Start Given passage
Coade stone

Coade stone
Father Thames, a Coade stone sculpture by John Bacon, in the grounds of Ham House

Lithodipyra (Stone fired twice - Ancient Greek (λίθος/δίς/πυρά)), or Coade stone, was ceramic stoneware that was often described as an artificial stone in the late 18th and early 19th centuries. It was used for moulding Neoclassical statues, architectural decorations and garden ornaments that were both of the highest quality and remain virtually weatherproof today. Produced by appointment to George III and the Prince Regent, it features on St George’s Chapel, Windsor; The Royal Pavillion, Brighton; Carlton House, London; the Royal Naval College, Greenwich, and a large quantity was used in the refurbishment of Buckingham Palace in the 1820s.[1][2]

Lithodipyra was first created around 1770 by Mrs Eleanor Coade who ran Coade's Artificial Stone Manufactory, Coade and Sealy, and Coade in Lambeth, London, from 1769 until her death in 1821.[1] [n 1] [n 2] [n 3] After which Lithodipyra continued to be manufactured by her last business partner William Croggon until 1833.[1] [3]



In 1769 Mrs Coade bought Daniel Pincot’s struggling artificial stone business at Kings Arms Stairs, Narrow Wall, Lambeth, a site now under the Royal Festival Hall.[2][4] This business developed into Coade's Artificial Stone Manufactory with Eleanor in charge, such that within two years (1771) she sacked Pincot for 'representing himself as the chief proprietor'.[2][1][5]

Mrs Coade did not invent 'artificial stone', various inferior quality precursors having been both patented and manufactured over the previous forty (or sixty[3]) years, but she was probably responsible for perfecting both the clay recipe and the firing process. It is possible that Pincot's business was a continuation of that run nearby by Richard Holt, who had taken out two patents in 1722 for a kind of liquid metal or stone and another for making china without the use of clay, but there were many start-up 'artificial stone' businesses in the early 18th century of which only Mrs Coade's succeeded.[6][4][7]

The company did well, and boasted an illustrious list of customers such as George III and members of the English nobility. In 1799 Mrs Coade appointed her cousin John Sealy, already working as a modeller, as a partner in her business, (Her mother’s sister Mary’s son),[7] which then traded as 'Coade and Sealy' until his death in 1813 when it reverted to just 'Coade'.
End Given passage
Start Stored data
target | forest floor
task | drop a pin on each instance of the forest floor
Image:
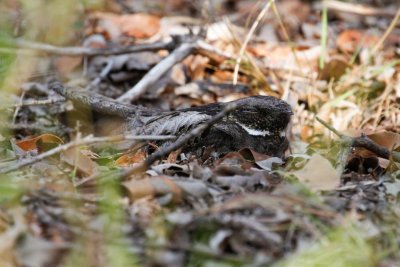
End Stored data
## Problems to work on
a - Please copy the Coade stone passage from "The company did" up to and including "to just 'Coade'.".
b - Using the Coade stone passage, explain in one to three sentences why Mrs Coade dismissed Daniel Pincot in 1771.
c - Answer these questions from the Coade stone passage:
(i) What building now stands over the site of Pincot's business at Kings Arms Stairs?
(ii) Who kept making Lithodipyra after Mrs Coade's death, and until what year?
(iii) In which decade was a large quantity used to refurbish Buckingham Palace?

## Completed exercise
a -
The company did well, and boasted an illustrious list of customers such as George III and members of the English nobility. In 1799 Mrs Coade appointed her cousin John Sealy, already working as a modeller, as a partner in her business, (Her mother’s sister Mary’s son),[7] which then traded as 'Coade and Sealy' until his death in 1813 when it reverted to just 'Coade'.

b - Mrs Coade dismissed Pincot for "representing himself as the chief proprietor" of the business. By then the business had become Coade's Artificial Stone Manufactory, with Eleanor in charge.

c -
(i) The Royal Festival Hall
(ii) William Croggon, her last business partner, until 1833
(iii) The 1820s